▸ **REQUIREMENT**: Each record that follows should be transcribed word for word.

▸ **Point localization data**:
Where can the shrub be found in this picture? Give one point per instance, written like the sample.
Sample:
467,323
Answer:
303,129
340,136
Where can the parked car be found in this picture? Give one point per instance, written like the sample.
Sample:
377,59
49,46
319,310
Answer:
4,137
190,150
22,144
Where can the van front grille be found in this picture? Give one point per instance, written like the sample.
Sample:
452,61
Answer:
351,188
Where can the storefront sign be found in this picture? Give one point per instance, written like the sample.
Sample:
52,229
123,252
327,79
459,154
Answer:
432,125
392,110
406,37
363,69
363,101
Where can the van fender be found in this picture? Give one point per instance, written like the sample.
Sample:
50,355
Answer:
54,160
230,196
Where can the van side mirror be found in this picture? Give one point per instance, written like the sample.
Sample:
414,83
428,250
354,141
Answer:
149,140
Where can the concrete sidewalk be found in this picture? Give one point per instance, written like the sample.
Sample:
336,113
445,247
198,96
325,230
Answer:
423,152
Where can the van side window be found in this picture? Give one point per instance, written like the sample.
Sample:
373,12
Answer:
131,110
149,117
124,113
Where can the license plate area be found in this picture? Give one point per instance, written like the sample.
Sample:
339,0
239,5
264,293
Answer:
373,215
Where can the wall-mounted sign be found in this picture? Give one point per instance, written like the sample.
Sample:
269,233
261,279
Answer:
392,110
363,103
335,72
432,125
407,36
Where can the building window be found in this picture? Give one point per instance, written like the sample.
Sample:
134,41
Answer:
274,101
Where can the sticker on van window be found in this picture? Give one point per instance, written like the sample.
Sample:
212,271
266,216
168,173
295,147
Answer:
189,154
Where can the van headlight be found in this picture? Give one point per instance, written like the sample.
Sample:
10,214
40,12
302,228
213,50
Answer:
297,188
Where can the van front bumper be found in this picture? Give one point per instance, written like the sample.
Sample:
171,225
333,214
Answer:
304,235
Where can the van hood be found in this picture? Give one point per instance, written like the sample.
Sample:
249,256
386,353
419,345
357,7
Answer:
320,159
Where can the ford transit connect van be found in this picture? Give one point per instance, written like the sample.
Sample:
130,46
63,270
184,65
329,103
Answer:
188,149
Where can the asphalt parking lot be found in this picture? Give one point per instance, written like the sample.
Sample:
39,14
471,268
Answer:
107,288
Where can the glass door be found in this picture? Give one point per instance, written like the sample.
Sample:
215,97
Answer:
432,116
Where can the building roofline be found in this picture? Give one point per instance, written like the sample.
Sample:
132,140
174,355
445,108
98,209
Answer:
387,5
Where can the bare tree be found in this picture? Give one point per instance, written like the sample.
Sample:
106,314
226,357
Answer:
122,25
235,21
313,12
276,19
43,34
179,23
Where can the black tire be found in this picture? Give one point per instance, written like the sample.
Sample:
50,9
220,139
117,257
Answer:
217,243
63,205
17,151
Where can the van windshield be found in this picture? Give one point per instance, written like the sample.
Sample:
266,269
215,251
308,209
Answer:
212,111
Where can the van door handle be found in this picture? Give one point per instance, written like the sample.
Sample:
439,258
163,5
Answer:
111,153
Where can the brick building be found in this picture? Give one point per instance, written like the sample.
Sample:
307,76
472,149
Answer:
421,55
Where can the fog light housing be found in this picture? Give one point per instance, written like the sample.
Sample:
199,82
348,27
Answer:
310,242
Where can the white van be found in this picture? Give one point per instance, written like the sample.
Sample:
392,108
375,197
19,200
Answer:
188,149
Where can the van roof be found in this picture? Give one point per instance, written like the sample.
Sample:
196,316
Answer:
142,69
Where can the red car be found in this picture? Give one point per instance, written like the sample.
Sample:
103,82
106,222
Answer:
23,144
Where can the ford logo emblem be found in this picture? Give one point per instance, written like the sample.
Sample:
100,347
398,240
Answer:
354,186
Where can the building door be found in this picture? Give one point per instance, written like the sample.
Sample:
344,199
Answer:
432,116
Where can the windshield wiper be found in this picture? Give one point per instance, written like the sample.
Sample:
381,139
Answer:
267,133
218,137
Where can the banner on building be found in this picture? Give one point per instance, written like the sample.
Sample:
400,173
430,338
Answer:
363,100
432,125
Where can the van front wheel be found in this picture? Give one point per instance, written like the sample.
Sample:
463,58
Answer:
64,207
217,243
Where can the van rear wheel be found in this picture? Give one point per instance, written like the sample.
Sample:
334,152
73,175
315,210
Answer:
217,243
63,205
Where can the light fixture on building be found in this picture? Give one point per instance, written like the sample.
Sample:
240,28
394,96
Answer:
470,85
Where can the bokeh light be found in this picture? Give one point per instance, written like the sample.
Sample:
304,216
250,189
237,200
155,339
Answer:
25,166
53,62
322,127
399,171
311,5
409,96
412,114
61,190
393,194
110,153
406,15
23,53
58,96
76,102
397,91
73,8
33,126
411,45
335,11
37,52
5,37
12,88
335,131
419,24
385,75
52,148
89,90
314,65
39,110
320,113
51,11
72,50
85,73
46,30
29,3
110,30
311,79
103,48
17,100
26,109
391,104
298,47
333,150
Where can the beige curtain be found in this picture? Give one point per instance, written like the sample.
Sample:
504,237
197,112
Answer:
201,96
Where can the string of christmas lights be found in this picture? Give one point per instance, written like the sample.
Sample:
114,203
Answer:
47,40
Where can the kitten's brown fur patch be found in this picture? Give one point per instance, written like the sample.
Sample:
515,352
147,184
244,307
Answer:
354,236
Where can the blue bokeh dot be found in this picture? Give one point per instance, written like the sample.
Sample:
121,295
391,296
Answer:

▸ **EXERCISE RESULT**:
Where can the shrub be found in this picture? Give one point per instance, written like the sample.
Sample:
467,323
Answer:
303,129
340,136
Where can the parked car be found in this picture? Give one point per instance, written like the sample.
Sample:
377,59
49,46
319,310
Answer:
4,137
190,150
22,144
Where can the van front grille be found in this picture? Give one point per instance, written like the sample.
Sample:
452,61
Answer:
351,188
Where can the storefront sign be found in this picture? Give one point per instance, written like the sample.
Sample:
52,229
123,252
327,79
459,154
Answer:
432,125
392,110
406,37
363,69
363,101
Where can the van fender be found in this picture? Give one point per instance, written like the sample.
Sample:
50,355
Answer:
54,160
230,196
Where can the van side mirror be found in this picture? Give one point per instance, written like the sample.
Sample:
414,83
428,250
354,141
Answer:
149,140
Where can the concrete sidewalk be found in this picture? Give one point per instance, written like the sample.
Sample:
336,113
445,247
198,96
325,230
Answer:
423,152
Where can the van side window be found in this picture? Give one point per instance, written like the sample.
Sample:
373,12
Answer:
131,110
149,117
124,113
Where can the license plate area be found in this picture? Give one point per instance, written like the sample.
Sample:
339,0
239,5
264,293
Answer:
373,215
Where can the wall-mounted sign be found in this picture? Give one point per instance, written like the sample.
Sample:
269,233
261,279
Answer:
392,110
363,103
335,72
432,125
407,36
Where can the building window be found in this picture? Give one point per instance, written like the sample.
Sample:
134,41
Answer:
274,101
Where can the sticker on van window be found in this picture? Give one point per instance, written like the sample.
Sample:
212,271
266,216
168,173
295,147
Answer:
189,154
Where can the van headlight be found in this picture? Give one point per instance, written like the sample.
Sample:
10,214
40,12
302,228
213,50
Answer:
297,188
Where can the van front bumper be found in this picture? Give one point per instance, written like the sample.
Sample:
171,225
333,214
Answer:
304,235
Where can the van hood be found in this picture? Give one point per instance, written like the sample.
Sample:
249,256
386,353
419,345
357,7
Answer:
320,159
Where can the ford transit connect van be found in this picture? Give one point per instance, written like the sample.
Sample:
130,46
63,270
184,65
329,103
Answer:
188,149
Where can the asphalt parking lot be found in this picture? Give one point per instance, written like the sample.
Sample:
39,14
471,268
Answer:
107,288
Where can the glass door be found in this picture? Give one point per instance, written like the sample.
Sample:
215,97
Answer:
432,116
Where can the building roofline be found in this picture? Give one point per instance, written like the sample.
Sample:
132,140
174,355
445,108
98,209
Answer:
387,5
Where can the bare tree be found in this picture? Give one point per instance, written like the sample.
Sample:
106,314
226,357
Answer:
122,25
235,21
313,12
276,19
43,34
179,23
Where can the black tire be found in this picture? Give one point per instance, written like the sample.
Sample:
50,9
220,139
117,257
Answer:
217,243
63,205
17,151
Where can the van windshield be found in this picture? Give one point per instance, written like the sample.
Sample:
266,269
215,251
308,209
Answer:
212,111
Where can the van door handle be found in this picture? Give one point per instance, written like the sample.
Sample:
439,258
163,5
Answer:
111,153
Where can the brick building be found in this picture? Give one point per instance, written like the sample.
Sample:
307,76
472,149
Answer:
421,55
Where can the fog light housing be found in this picture? Give one point per instance, written like the sample.
Sample:
199,82
348,27
Answer:
310,242
Where can the white van be found in this picture? Give one point per instance, written like the sample.
Sample:
392,108
375,197
19,200
Answer:
188,149
Where can the van roof be found in this picture? Give one point per instance, written like the sample.
Sample:
196,316
Answer:
142,69
Where can the red car be found in this picture? Give one point per instance, written like the sample.
Sample:
103,82
106,222
Answer:
23,144
Where can the ford logo emblem be found in this picture? Give one point per instance, written like the sample.
Sample:
100,347
398,240
Answer:
354,186
Where can the building door be found in this picture? Give one point per instance, written like the sample.
Sample:
344,199
Answer:
432,116
Where can the windshield wiper be found in this picture? Give one point per instance, written like the sample.
Sample:
381,139
Answer:
267,133
218,137
Where can the banner on building be found in this picture? Give one point per instance, written like the sample.
Sample:
400,173
430,338
Answer:
363,100
432,125
Where can the van front wheel be found in this picture? Give one point per instance, written like the sample.
Sample:
463,58
Answer:
64,207
217,243
Where can the van rear wheel be found in this picture? Give one point per instance, written like the sample.
Sample:
334,152
73,175
315,210
Answer:
217,243
63,205
Where can the light fixture on building be found in this picture? Give one point per instance, written like the sample.
Sample:
240,28
394,96
Answer:
470,85
Where can the bokeh light be found in this picture? Give one point per instance, written like the sample.
Sample:
304,216
250,189
237,200
155,339
Answer:
25,166
53,62
322,127
399,171
311,5
409,96
412,114
61,190
393,194
110,153
406,15
23,53
58,96
76,102
397,91
73,8
33,126
411,45
335,11
37,52
5,37
12,88
335,131
419,24
385,75
52,148
89,90
314,65
39,110
320,113
51,11
72,50
85,73
46,30
29,3
110,30
311,79
103,48
17,100
26,109
391,104
298,47
333,150
Where can the beige curtain be found in this picture? Give one point per instance, written like the sample.
Sample:
504,237
197,112
Answer:
201,96
Where can the string of christmas lights be found in this picture? Give one point per instance, written like the sample.
Sample:
114,203
Answer:
47,40
Where can the kitten's brown fur patch be found in this picture? Give one point per instance, written like the sample.
Sample:
515,352
147,184
244,307
Answer:
354,236
Where can the blue bokeh dot be found in this picture? Give one point per instance, written like the sample.
Sample:
121,295
391,296
Answer:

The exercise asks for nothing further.